[Provided data — start]

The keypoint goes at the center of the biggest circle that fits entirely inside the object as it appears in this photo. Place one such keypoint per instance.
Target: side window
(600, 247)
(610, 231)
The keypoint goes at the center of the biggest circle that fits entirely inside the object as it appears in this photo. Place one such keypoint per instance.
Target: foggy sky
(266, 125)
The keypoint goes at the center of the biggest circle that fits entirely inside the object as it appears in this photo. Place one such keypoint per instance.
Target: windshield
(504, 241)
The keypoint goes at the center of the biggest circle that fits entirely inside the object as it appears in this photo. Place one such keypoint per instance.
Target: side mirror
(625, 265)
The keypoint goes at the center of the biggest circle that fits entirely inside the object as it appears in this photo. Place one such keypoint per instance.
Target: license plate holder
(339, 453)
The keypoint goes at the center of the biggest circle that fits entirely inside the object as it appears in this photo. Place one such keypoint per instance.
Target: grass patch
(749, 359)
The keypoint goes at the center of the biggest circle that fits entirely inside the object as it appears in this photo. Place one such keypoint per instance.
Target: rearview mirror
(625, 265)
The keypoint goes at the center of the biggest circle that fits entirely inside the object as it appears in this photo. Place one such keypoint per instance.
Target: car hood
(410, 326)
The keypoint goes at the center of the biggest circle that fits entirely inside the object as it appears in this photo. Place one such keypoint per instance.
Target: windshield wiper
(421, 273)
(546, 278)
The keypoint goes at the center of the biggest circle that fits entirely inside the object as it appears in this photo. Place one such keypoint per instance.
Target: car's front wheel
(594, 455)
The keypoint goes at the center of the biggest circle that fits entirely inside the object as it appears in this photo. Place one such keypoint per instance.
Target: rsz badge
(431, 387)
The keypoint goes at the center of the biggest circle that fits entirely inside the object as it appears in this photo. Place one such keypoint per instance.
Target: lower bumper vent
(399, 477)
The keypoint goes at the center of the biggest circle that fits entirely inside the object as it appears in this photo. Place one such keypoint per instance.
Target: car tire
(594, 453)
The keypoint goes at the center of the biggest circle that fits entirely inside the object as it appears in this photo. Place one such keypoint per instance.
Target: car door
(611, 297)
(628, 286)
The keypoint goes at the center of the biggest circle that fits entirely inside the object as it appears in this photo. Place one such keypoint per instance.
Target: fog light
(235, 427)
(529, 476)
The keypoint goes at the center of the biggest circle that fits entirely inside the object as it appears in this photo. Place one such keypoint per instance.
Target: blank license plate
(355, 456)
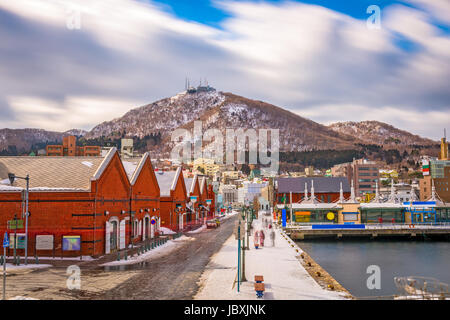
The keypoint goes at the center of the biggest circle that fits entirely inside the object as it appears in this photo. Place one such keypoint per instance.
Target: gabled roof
(53, 173)
(167, 181)
(190, 184)
(202, 184)
(321, 184)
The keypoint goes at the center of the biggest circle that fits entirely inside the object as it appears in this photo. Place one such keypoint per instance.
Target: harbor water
(348, 262)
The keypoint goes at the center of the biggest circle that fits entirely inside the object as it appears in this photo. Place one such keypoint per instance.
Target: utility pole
(15, 236)
(239, 253)
(26, 219)
(243, 260)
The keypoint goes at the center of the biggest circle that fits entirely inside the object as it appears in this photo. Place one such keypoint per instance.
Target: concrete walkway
(284, 276)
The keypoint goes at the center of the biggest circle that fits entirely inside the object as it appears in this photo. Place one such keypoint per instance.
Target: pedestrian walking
(272, 237)
(261, 238)
(256, 239)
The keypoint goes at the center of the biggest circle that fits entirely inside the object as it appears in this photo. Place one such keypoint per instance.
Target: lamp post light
(12, 177)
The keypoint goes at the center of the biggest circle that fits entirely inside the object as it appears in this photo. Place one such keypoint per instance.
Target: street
(174, 277)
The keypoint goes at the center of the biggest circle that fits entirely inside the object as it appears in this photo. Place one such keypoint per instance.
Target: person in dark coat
(261, 238)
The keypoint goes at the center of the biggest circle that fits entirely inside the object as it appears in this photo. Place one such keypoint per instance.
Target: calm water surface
(347, 262)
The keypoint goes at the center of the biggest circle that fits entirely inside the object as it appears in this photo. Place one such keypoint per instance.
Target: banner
(44, 242)
(71, 243)
(20, 244)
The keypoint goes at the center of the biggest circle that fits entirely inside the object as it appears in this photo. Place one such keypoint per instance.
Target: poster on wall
(44, 242)
(71, 243)
(20, 242)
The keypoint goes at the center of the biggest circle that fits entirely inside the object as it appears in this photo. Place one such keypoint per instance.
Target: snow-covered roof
(190, 184)
(202, 184)
(376, 205)
(311, 206)
(133, 167)
(53, 173)
(167, 180)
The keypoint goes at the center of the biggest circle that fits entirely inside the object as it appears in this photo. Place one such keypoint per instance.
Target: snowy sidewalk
(284, 276)
(162, 250)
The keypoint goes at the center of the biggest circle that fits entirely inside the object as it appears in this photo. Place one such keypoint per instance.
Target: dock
(438, 232)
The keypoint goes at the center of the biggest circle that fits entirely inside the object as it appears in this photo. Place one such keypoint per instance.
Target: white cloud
(73, 112)
(304, 57)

[Provided data — finish]

> **Task objective**
Print the listing exactly. No pictures belong in the copy.

> **Result of this task**
The keypoint goes at the center of the biggest circle that fits entirely inside the object as it appears in this photo. Place one such keypoint per instance.
Target: side window
(600, 247)
(610, 231)
The keypoint goes at the center of the biggest circle that fits entirely inside the object as it appears in this photo. Place one such keypoint per instance.
Target: foggy sky
(266, 125)
The keypoint goes at the center of the biggest circle that fits entirely inside the object as it appears in this photo. Place one such keypoint per instance.
Target: windshield
(504, 241)
The keypoint goes at the center of the biggest circle that fits entirely inside the object as it appears in this photo. Place one such keypoint per instance.
Target: side mirror
(625, 265)
The keypoint goes at the center of the biggest circle that fits entirely inside the object as it appears in this photo. Place one such keypoint per instance.
Target: license plate holder
(339, 453)
The keypoint goes at the center of the biggest circle that fits entirely inside the object as it appears in this photo. Place one such keypoint per instance.
Target: grass patch
(749, 359)
The keypoint goes at the center of the biggest circle that fits entirely inside the object as it appears in this photo. Place one such keypoint per instance.
Target: rearview mirror
(625, 265)
The keypoint goes at the center of the biggest circle that fits entirely inside the object as it appears in this photo. Place one such keypoint per instance.
Target: car hood
(410, 326)
The keypoint goes at the center of the biggest circle that fits entirely inside the object as it appears in this photo. Place one such keypoint per instance.
Target: windshield wiper
(421, 273)
(546, 278)
The keypoint goes at the center of the biggest circle that fits entirely inside the object as it appears in this photo. Place one such keypoint per instance.
Target: car's front wheel
(594, 455)
The keypoint goes at the center of the biggest circle that fits entirely inside the object as it appears in this photo. Place one such keypoint per instance.
Target: rsz badge
(431, 387)
The keypoint goes at the center of the biggest circle that fits entirely inside the object as it appears in this photo. Place one such keypoint per instance.
Target: lower bumper vent
(399, 477)
The keypoint goes at the center of the biggest circle that fits entirely inside the object as it appears in this photo. Place one such keypoint per instance.
Target: car tire
(594, 453)
The keypoint goes at the center of the biggest circle that fits entirely inside the object as it appears in this photo. Place one such keypoint per instance.
Target: car door
(611, 297)
(628, 286)
The keypoint goes at the center of the biggest circle that fits entirely inside the object as it appears in this photo. Place one such keypoint per instance.
Target: fog light
(235, 427)
(529, 476)
The keypoint goes at the center of the biggest circle that fits entirely inside the object as it appears in this photo. Place one such keypoint per instance.
Target: blank license plate
(355, 456)
The keypoint goes at the center of the biggest circle that fits entirely inside the object as it appears in this photo. Place one such keypoint per instance.
Target: gabled roof
(53, 173)
(167, 181)
(190, 184)
(202, 184)
(321, 184)
The keypoint goes at the center of the biggest circle that fits entirely inside the object as it appears in this photo. Place one such keypoint per instance.
Target: harbor water
(348, 262)
The keypoint goes at the center of the biggest circle that fits entirely inside the object as it appears in this photo. Place one such keypoint per instance.
Target: utility pole
(15, 236)
(239, 253)
(26, 219)
(243, 260)
The keypoint goes at the center of the biggest circle that fits entirely inside the object as it appears in this photo. Place one such keypoint per instance.
Target: concrete walkway
(284, 276)
The keypoint goes at the center of the biggest circle that fits entirely inside the object as it appears in this photo. Place one such keypoint per instance.
Target: pedestrian walking
(272, 237)
(261, 238)
(256, 239)
The keypoint goes at the center of the biggest circle that fits entirely inside the object as it appears in this photo. Place one such keypoint per instance.
Target: lamp post light
(12, 177)
The keypoint goes at the center of the biggest circle that fits entirely inside the object as it appears in this photo. Place one such keypoint per instance.
Target: street
(174, 277)
The keypoint goes at the center of the biggest circle that fits entirely inside the object as it appears in this photo. Place one such keypoint per instance.
Target: person in dark coat
(261, 238)
The keypoint goes at the center of the biggest circle that fits entirely inside the object as it appears in this photo. Place one such keypoint per instance.
Target: calm water surface
(347, 262)
The keypoint goes at the center of the biggest circle that fits entirely inside the object as it appears in this photo. Place one such keypoint per instance.
Target: banner
(44, 242)
(71, 243)
(20, 244)
The keypoint goes at the center of the biggest circle that fits entirely inside the object as it appears in this photo. Place one such keypoint per instance.
Target: poster on wall
(44, 242)
(71, 243)
(20, 242)
The keypoint goes at the center of the biggest circle that fits entirely inside the object as it appears in this photo. Place one such keypoint per instance.
Target: snow-covered roof
(190, 184)
(202, 184)
(376, 205)
(311, 206)
(133, 167)
(53, 173)
(167, 180)
The keypoint goes at the center of the biggest circle that fits entirely inside the object as it appears in this photo. Place one such keypoint per instance.
Target: snowy sidewalk
(284, 276)
(162, 250)
The keypoint goes at the center of the biggest circle that fits entirely inside the object as it appears in this photo. Place one such keypoint per instance.
Target: dock
(438, 232)
The keypoint goes at the center of the biggest circle that fits entirely inside the object as it appears in this photo. Place one such keypoint per instance.
Target: white cloud
(73, 112)
(304, 57)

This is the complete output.